Task brief: Produce an exact copy of the lines from the line containing "Where can you see the closet" through the last line of the entries below, and only those lines.

■ ■ ■

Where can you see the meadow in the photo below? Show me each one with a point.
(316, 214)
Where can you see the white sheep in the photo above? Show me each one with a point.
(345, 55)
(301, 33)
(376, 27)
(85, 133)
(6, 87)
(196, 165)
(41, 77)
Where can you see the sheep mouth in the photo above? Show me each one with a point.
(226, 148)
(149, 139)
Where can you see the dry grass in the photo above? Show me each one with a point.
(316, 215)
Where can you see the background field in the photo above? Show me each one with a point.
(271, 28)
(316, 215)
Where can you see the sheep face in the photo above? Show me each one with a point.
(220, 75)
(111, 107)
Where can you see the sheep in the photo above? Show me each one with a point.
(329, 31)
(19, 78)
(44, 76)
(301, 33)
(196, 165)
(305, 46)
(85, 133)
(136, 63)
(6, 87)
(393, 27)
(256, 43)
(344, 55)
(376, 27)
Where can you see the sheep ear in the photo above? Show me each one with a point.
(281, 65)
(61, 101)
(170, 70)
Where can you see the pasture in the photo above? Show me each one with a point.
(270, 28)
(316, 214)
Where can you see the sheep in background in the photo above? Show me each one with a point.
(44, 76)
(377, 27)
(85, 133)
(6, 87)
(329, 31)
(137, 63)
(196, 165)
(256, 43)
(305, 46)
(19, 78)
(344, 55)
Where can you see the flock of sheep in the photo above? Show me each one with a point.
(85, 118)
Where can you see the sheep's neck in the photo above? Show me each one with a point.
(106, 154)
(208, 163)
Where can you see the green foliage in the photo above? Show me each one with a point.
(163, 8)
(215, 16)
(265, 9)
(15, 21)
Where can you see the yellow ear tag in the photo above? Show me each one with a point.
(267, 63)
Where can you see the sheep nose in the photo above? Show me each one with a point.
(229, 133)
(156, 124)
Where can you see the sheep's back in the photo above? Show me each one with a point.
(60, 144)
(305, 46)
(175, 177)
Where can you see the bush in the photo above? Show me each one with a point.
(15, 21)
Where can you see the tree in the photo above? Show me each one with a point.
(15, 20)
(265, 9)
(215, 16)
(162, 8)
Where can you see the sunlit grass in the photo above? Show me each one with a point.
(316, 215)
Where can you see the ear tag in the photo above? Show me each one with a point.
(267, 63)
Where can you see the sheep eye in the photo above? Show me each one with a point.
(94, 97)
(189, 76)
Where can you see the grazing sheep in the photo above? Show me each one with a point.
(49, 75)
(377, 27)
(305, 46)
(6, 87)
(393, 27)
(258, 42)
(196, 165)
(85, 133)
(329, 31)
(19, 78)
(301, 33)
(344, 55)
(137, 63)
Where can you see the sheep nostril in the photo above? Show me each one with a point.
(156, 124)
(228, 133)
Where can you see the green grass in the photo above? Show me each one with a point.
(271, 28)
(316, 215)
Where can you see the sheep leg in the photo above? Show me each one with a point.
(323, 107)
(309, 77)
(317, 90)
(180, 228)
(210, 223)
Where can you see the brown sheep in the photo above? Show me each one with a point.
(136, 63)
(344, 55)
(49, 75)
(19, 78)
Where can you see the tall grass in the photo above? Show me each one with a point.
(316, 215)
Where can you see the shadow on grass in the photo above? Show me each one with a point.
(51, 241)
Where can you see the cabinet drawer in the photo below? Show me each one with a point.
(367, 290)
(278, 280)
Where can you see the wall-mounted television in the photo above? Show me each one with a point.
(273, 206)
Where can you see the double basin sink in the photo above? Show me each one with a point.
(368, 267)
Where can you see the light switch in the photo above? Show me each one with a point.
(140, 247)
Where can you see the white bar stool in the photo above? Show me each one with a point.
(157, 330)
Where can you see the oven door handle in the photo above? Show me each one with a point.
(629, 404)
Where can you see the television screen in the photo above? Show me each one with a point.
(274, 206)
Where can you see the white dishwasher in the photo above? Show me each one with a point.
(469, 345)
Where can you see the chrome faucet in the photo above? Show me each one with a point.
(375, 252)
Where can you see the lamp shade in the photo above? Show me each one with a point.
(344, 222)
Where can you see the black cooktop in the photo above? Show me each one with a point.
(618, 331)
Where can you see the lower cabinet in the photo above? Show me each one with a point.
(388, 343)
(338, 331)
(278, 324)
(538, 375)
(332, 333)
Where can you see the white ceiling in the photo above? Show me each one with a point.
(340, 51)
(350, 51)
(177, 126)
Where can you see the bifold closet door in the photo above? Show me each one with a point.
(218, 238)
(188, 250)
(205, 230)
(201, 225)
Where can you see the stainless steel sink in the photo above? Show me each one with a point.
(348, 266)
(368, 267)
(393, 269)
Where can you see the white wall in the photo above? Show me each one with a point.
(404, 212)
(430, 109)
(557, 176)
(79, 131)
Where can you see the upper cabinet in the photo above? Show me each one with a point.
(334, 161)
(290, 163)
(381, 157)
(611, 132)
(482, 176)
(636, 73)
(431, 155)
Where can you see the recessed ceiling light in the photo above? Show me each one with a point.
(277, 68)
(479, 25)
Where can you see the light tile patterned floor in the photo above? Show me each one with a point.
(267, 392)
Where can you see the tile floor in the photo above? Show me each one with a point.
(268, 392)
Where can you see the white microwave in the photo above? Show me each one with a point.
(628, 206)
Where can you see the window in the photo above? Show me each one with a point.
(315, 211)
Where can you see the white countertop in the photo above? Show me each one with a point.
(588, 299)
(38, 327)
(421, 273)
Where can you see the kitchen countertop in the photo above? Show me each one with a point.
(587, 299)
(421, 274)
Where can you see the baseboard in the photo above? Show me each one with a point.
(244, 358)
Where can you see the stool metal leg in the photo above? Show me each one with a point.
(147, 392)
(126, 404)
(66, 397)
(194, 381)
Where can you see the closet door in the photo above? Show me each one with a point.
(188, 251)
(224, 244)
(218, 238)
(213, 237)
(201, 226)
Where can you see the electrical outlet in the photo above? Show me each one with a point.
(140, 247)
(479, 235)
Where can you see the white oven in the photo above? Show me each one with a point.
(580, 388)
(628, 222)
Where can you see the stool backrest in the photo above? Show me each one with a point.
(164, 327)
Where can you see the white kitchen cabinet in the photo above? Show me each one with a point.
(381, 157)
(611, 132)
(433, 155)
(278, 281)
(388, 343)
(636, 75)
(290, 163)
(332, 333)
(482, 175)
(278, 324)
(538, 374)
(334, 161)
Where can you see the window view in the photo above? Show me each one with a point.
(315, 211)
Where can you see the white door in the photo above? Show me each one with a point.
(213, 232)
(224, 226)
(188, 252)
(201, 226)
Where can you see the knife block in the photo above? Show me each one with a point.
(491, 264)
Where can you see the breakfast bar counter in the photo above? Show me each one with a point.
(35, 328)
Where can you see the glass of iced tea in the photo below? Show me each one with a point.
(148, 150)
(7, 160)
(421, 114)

■ ■ ■

Written solution:
Where can you see the closet door in the photo above? Show me each one with a point.
(188, 251)
(224, 244)
(218, 238)
(213, 237)
(201, 226)
Where can you see the electrical outlet in the photo above? Show me each one with a point.
(140, 247)
(479, 235)
Where can you see the white oven in the photo above? Show me each one with a point.
(580, 388)
(628, 222)
Where can you see the stool backrest in the photo above? Show me each one with a point.
(164, 327)
Where can you see the white kitchen cabinet in the photo above? Show me each one with a point.
(381, 157)
(611, 132)
(433, 155)
(278, 281)
(388, 343)
(636, 75)
(290, 163)
(332, 333)
(482, 175)
(278, 324)
(538, 374)
(334, 161)
Where can you see the window view in the photo above? Show me each one with a point.
(315, 211)
Where can you see the white door in the photo above? Show me each one with a point.
(213, 232)
(224, 226)
(188, 252)
(201, 226)
Where can you see the knife block in the photo above? Show me each one with a point.
(491, 264)
Where can you see the breakfast bar counter in the photo above? Show me each one with a point.
(35, 328)
Where can you see the glass of iced tea in the photo below? Show me each one with a point.
(148, 150)
(7, 160)
(421, 114)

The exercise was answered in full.